** begin Given records **

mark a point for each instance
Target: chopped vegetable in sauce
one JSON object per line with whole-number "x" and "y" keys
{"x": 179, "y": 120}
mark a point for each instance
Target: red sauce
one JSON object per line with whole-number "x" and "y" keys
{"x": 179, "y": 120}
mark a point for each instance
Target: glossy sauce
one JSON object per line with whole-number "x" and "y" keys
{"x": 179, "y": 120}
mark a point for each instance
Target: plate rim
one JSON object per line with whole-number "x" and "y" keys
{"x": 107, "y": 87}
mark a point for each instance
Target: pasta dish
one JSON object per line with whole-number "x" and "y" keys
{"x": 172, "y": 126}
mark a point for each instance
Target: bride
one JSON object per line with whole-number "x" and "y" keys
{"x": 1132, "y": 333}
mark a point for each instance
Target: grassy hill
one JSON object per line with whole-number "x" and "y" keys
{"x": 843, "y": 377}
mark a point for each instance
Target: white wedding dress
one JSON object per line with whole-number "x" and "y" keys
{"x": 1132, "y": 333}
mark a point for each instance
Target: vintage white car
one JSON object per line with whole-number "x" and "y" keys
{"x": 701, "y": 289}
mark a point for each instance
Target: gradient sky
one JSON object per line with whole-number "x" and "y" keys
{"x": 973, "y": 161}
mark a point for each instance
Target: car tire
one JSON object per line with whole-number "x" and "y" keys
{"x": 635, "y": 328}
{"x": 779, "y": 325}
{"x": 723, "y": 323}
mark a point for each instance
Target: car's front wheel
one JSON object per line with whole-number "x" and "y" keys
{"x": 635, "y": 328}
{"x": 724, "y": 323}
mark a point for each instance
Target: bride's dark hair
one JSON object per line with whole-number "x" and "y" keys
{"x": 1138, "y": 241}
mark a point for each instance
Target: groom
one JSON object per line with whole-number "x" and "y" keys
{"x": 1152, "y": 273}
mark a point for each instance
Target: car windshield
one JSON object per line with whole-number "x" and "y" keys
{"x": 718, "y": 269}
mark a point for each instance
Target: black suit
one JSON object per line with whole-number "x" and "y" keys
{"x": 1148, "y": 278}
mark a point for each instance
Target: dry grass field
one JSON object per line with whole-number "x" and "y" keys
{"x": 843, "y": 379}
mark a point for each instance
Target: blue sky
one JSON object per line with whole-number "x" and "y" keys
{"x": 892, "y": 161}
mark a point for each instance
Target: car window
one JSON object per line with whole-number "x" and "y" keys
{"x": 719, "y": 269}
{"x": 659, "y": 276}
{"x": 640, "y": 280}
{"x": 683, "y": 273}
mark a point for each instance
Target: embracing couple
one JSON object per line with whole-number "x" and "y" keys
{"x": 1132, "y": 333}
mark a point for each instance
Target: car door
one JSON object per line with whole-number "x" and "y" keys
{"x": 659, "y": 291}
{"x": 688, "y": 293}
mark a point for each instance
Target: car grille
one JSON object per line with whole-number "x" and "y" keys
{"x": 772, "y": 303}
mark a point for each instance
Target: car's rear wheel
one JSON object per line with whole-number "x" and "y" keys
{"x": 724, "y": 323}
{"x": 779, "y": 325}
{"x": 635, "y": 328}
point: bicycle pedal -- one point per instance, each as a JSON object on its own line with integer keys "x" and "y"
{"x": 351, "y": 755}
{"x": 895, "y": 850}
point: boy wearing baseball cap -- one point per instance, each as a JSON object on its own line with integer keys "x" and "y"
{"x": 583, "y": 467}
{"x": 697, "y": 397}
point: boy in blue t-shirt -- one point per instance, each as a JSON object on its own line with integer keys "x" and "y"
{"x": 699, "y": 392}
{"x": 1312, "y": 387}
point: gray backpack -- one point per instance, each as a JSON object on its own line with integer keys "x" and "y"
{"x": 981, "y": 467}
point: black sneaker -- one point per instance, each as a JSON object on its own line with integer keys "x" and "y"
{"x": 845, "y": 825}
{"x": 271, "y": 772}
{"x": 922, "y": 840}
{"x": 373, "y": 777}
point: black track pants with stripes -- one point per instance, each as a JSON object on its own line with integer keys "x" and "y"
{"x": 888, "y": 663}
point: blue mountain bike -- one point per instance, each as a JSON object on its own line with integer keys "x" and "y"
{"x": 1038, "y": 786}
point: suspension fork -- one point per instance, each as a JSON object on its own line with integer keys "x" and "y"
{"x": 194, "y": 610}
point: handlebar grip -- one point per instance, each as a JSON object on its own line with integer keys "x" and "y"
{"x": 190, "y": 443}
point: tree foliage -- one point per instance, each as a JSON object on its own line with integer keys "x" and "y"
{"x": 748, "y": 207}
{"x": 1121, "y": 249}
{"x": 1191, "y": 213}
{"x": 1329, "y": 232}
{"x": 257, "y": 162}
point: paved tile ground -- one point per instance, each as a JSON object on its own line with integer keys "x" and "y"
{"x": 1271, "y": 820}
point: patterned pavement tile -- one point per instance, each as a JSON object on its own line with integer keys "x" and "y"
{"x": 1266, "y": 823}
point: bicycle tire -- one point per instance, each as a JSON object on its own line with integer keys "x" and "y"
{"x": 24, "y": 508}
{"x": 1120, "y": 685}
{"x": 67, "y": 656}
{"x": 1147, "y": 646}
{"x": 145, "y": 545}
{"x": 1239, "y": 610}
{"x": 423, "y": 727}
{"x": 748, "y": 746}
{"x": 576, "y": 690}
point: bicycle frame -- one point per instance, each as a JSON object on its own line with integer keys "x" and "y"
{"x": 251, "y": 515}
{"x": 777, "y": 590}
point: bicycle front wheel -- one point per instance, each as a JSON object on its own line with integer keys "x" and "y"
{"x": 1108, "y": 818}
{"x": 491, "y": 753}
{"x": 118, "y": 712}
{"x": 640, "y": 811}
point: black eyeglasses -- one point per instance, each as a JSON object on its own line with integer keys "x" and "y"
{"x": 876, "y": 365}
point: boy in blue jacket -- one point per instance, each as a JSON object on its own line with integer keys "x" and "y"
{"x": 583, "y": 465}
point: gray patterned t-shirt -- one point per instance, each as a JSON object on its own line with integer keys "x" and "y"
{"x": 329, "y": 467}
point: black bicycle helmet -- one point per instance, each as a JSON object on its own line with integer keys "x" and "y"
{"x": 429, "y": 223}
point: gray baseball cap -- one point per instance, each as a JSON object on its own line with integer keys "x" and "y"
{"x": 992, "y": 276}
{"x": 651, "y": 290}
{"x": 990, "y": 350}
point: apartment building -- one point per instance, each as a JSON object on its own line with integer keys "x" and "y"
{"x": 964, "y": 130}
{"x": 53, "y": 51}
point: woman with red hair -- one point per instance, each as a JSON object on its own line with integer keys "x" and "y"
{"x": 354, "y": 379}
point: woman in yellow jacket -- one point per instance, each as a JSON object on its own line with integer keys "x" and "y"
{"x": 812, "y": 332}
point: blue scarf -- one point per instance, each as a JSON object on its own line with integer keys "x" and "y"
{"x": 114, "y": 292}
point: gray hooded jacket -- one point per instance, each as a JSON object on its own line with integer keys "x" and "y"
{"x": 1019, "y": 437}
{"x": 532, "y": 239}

** end Given records **

**Exercise aim**
Output every line of all the entries above as a numbered list, omitting any blank lines.

**Full answer**
1. mark a point for each instance
2. Target: chopped vegetable in sauce
3. one JSON object per line with whole-number "x" and "y" keys
4. {"x": 179, "y": 120}
5. mark a point for each instance
6. Target: red sauce
7. one JSON object per line with whole-number "x" and "y" keys
8. {"x": 179, "y": 120}
9. mark a point for each instance
10. Target: glossy sauce
11. one JSON object per line with whole-number "x" and "y" keys
12. {"x": 179, "y": 120}
13. mark a point for each instance
14. Target: plate rim
15. one JSON object per line with whole-number "x" and "y" keys
16. {"x": 107, "y": 87}
17. mark a point for each instance
18. Target: pasta dish
19. one JSON object per line with whole-number "x" and "y" keys
20. {"x": 172, "y": 126}
21. mark a point for each instance
22. Target: bride
23. one JSON object per line with whole-number "x" and "y" keys
24. {"x": 1132, "y": 333}
25. mark a point for each instance
26. Target: grassy hill
27. one JSON object per line with whole-number "x" and "y" keys
28. {"x": 843, "y": 377}
29. mark a point for each instance
30. Target: white wedding dress
31. one JSON object per line with whole-number "x" and "y" keys
32. {"x": 1132, "y": 333}
33. mark a point for each instance
34. Target: vintage white car
35. one JSON object per line with whole-number "x" and "y" keys
36. {"x": 701, "y": 289}
37. mark a point for each instance
38. Target: gradient sky
39. one JSON object per line with whole-number "x" and "y" keys
40. {"x": 973, "y": 161}
41. mark a point for each instance
42. Target: car tire
43. one JSON object per line with whole-number "x" and "y" keys
44. {"x": 635, "y": 328}
45. {"x": 779, "y": 325}
46. {"x": 723, "y": 323}
47. mark a point for each instance
48. Target: car's front wheel
49. one JSON object per line with whole-number "x" and "y" keys
50. {"x": 635, "y": 328}
51. {"x": 724, "y": 323}
52. mark a point for each instance
53. Target: bride's dark hair
54. one JSON object per line with whole-number "x" and "y" keys
55. {"x": 1138, "y": 241}
56. mark a point for each instance
57. Target: groom
58. one JSON object per line with whole-number "x" and "y" keys
59. {"x": 1152, "y": 273}
60. mark a point for each instance
61. Target: car windshield
62. one JSON object per line with whole-number "x" and "y" keys
63. {"x": 718, "y": 269}
64. mark a point for each instance
65. Target: black suit
66. one JSON object per line with whole-number "x" and "y" keys
67. {"x": 1148, "y": 278}
68. mark a point for each instance
69. Target: dry grass field
70. one JSON object per line with whole-number "x" and "y" keys
71. {"x": 843, "y": 379}
72. mark a point for each instance
73. Target: blue sky
74. one JSON object per line with whole-number "x" and "y" keys
75. {"x": 892, "y": 161}
76. mark a point for each instance
77. Target: car window
78. one JSON object per line with whole-number "x" and "y" keys
79. {"x": 719, "y": 269}
80. {"x": 659, "y": 276}
81. {"x": 640, "y": 280}
82. {"x": 683, "y": 273}
83. mark a point for each instance
84. Target: embracing couple
85. one JSON object per line with whole-number "x" and "y" keys
86. {"x": 1132, "y": 333}
87. mark a point for each instance
88. Target: car door
89. one JSON object per line with whole-number "x" and "y" keys
90. {"x": 659, "y": 291}
91. {"x": 688, "y": 293}
92. mark a point for each instance
93. Target: car grille
94. one JSON object per line with whole-number "x" and "y" keys
95. {"x": 772, "y": 303}
96. mark a point for each instance
97. Target: car's rear wheel
98. one JSON object per line with whole-number "x" and "y" keys
99. {"x": 724, "y": 323}
100. {"x": 779, "y": 325}
101. {"x": 635, "y": 328}
102. point: bicycle pedal -- one point per instance, each as a JSON object on its own line with integer keys "x" and "y"
103. {"x": 351, "y": 755}
104. {"x": 895, "y": 850}
105. point: boy wearing baseball cap -- one point per instance, each as a JSON object on its own line with integer keys "x" and "y"
106. {"x": 583, "y": 467}
107. {"x": 697, "y": 397}
108. point: boy in blue t-shirt -- one point per instance, each as a JSON object on its own line with integer keys "x" and "y"
109. {"x": 699, "y": 392}
110. {"x": 1312, "y": 387}
111. point: gray backpack -- one point per instance, each as a JSON object on its own line with integer keys "x" and "y"
112. {"x": 981, "y": 467}
113. point: black sneaker -- one point per instance, each as a JSON object on its own line with integer keys "x" and "y"
114. {"x": 845, "y": 825}
115. {"x": 271, "y": 772}
116. {"x": 922, "y": 840}
117. {"x": 373, "y": 777}
118. point: black track pants with stripes -- one point per instance, each as a JSON object on its own line with integer keys "x" and "y"
119. {"x": 888, "y": 663}
120. point: blue mountain bike -- one point per instance, each as a JSON object on its own line with integer keys "x" and "y"
121. {"x": 1038, "y": 786}
122. point: suspension fork -- one point per instance, each as a JSON object on its own line with integer keys "x" and "y"
123. {"x": 194, "y": 610}
124. point: handlebar grip -- one point per instance, each as a JSON object on its own line with integer keys "x" and "y"
125. {"x": 190, "y": 443}
126. point: tree foliage -- one point per instance, each as a JSON object on its own line with integer keys "x" and "y"
127. {"x": 748, "y": 207}
128. {"x": 1121, "y": 249}
129. {"x": 1191, "y": 213}
130. {"x": 1329, "y": 232}
131. {"x": 257, "y": 162}
132. point: paved tile ground -- one point per instance, each as a JSON object on its own line with integer keys "x" and "y"
133. {"x": 1271, "y": 820}
134. point: patterned pavement tile -- one point per instance, each as a JSON object on its own line with integer keys "x" and "y"
135. {"x": 1266, "y": 823}
136. point: bicycle tire -- one point per instance, each as a JSON object on its own line with integer keys "x" and "y"
137. {"x": 24, "y": 508}
138. {"x": 1120, "y": 685}
139. {"x": 67, "y": 656}
140. {"x": 1147, "y": 646}
141. {"x": 145, "y": 545}
142. {"x": 1239, "y": 610}
143. {"x": 423, "y": 727}
144. {"x": 748, "y": 746}
145. {"x": 576, "y": 690}
146. point: bicycle frame -- one point per instance, each as a JSON object on its own line with integer keys "x" and "y"
147. {"x": 251, "y": 515}
148. {"x": 777, "y": 590}
149. point: bicycle front wheel -- one point per instance, each as a JSON object on its own line with integer keys "x" and "y"
150. {"x": 1108, "y": 818}
151. {"x": 491, "y": 753}
152. {"x": 118, "y": 712}
153. {"x": 640, "y": 811}
154. point: black eyeglasses -- one point per instance, each as a JSON object on its own line with integer keys "x" and "y"
155. {"x": 876, "y": 365}
156. point: boy in blue jacket -- one point per instance, each as a JSON object on its own line with integer keys "x" and "y"
157. {"x": 583, "y": 465}
158. point: gray patterned t-shirt -- one point per instance, each as a JSON object on its own line with integer keys "x" and "y"
159. {"x": 329, "y": 467}
160. point: black bicycle helmet -- one point per instance, each as a JSON object on its own line with integer keys "x" and "y"
161. {"x": 429, "y": 223}
162. point: gray baseball cap -- one point per instance, each as a JSON object on its own line with integer keys "x" and "y"
163. {"x": 992, "y": 276}
164. {"x": 651, "y": 290}
165. {"x": 990, "y": 350}
166. point: apartment building -- one point per instance, each as a JSON object on its own line with integer keys "x" and "y"
167. {"x": 964, "y": 130}
168. {"x": 53, "y": 51}
169. point: woman with red hair -- one point per instance, each as a JSON object on its own line with integer keys "x" and "y"
170. {"x": 354, "y": 379}
171. point: woman in yellow jacket -- one point per instance, each as a JSON object on its own line with integer keys "x" and "y"
172. {"x": 812, "y": 332}
173. point: blue scarf -- one point per instance, each as a JSON object on its own line with integer keys "x" and "y"
174. {"x": 114, "y": 292}
175. point: gray hooded jacket -- one point per instance, each as a JSON object on its own line with integer keys "x" and "y"
176. {"x": 1019, "y": 437}
177. {"x": 532, "y": 239}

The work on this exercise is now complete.